::: Information supplied
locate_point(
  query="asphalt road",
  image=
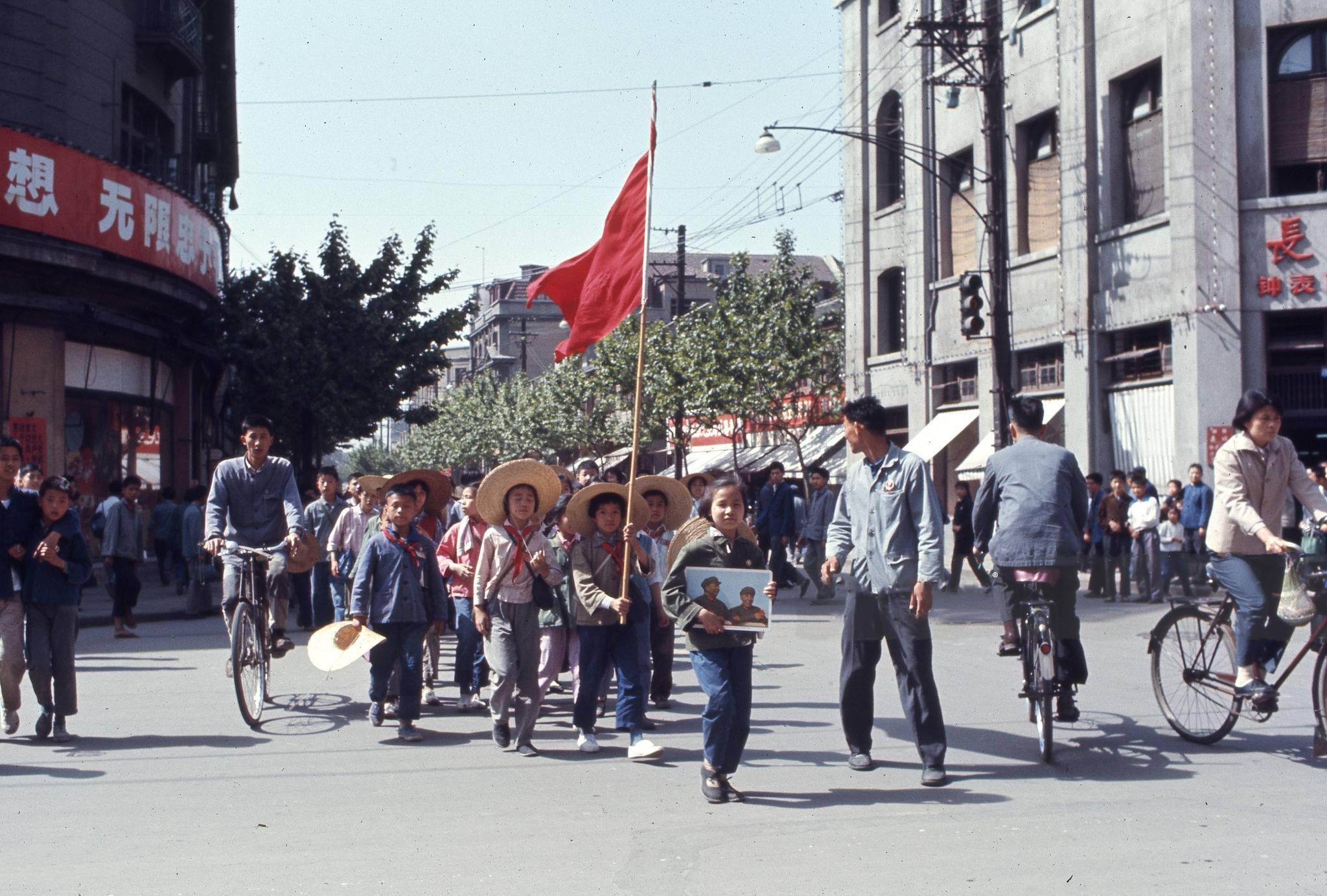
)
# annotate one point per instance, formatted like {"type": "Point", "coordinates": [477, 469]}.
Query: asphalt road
{"type": "Point", "coordinates": [167, 792]}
::::::
● About this task: All lines from the one containing "# annotate one" to the end of the records are to be duplicated exactly, and no other lines are to be given.

● Expected answer:
# annotate one point per instance, formatted like {"type": "Point", "coordinates": [477, 469]}.
Query: asphalt road
{"type": "Point", "coordinates": [167, 792]}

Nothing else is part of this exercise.